# PROBLEM TO SOLVE
A faithful copy of the data, pictures omitted, is the required answer.

Items listed in a dataset
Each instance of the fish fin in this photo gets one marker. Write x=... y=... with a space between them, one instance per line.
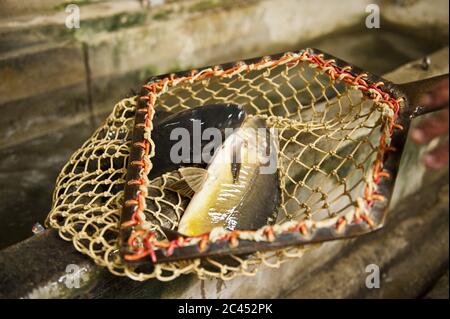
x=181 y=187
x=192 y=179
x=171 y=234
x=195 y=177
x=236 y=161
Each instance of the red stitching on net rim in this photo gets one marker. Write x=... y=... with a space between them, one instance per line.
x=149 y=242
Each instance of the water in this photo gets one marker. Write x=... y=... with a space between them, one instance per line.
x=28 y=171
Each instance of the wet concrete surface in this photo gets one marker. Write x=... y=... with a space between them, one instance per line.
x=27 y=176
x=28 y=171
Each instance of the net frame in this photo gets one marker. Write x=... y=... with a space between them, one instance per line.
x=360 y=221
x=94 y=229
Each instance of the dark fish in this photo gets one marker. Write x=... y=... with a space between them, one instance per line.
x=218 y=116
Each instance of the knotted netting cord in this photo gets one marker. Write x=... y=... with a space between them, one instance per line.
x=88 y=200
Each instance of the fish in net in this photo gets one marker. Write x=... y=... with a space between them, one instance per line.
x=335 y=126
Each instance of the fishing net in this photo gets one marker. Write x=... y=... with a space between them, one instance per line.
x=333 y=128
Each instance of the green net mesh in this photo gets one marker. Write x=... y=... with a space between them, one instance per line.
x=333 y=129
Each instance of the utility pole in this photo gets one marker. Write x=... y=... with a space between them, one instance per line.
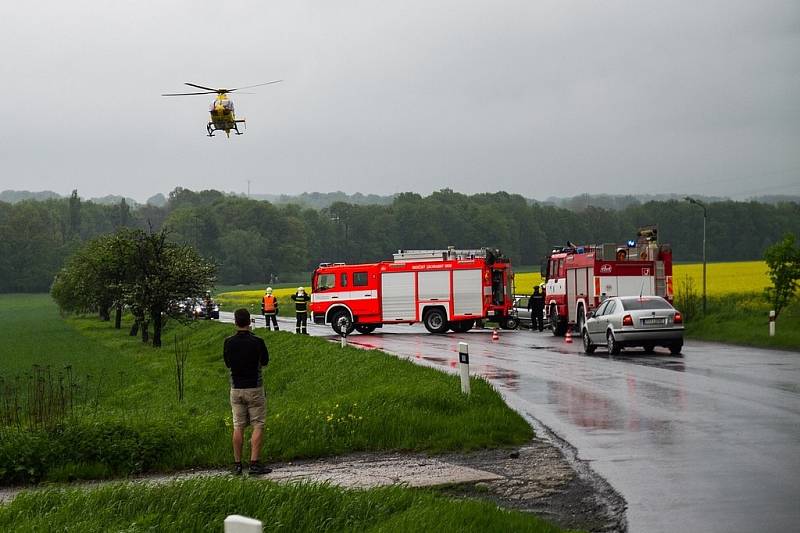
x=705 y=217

# WRITTEN ANSWER
Each instance of the fish fin in this photo gets one marker. Write x=... y=... with a space between them, one instance per line.
x=181 y=187
x=192 y=179
x=171 y=234
x=195 y=177
x=236 y=161
Each instance of the red stitching on net rim in this photo gets one marker. Write x=... y=... with a space between them, one instance per line.
x=149 y=242
Each instance of the water in this photo gets one marker. Write x=... y=... with a space between them, one instance per line.
x=28 y=171
Each instance of the wet concrete surface in this photo gets one marker. Write x=... y=... with a space between them, one instance per line.
x=27 y=176
x=28 y=171
Each instance of the net frame in this photo gets one marker. Write x=... y=... with a space between them, one instance per line.
x=360 y=221
x=94 y=229
Each instance of the dark fish in this photo gets one marker. Write x=... y=... with a space between them, one instance per line.
x=218 y=116
Each instance of the knotted netting cord in this photo gets one marker. Write x=... y=... with a space between them, one instance per line.
x=88 y=200
Each instance of the fish in net in this photo gets one marker. Write x=... y=... with a space between them, one instance per line.
x=335 y=126
Each instance of the fishing net in this photo gets one marker. Write x=... y=... with a space between them, one instance per line.
x=333 y=128
Each instance of the green net mesh in this photo gets one marker. Write x=... y=... with a space between them, one instance per line.
x=333 y=129
Each instance of the utility pole in this photo gets one marker. Write x=... y=... with a space between them, one instance per line.
x=705 y=217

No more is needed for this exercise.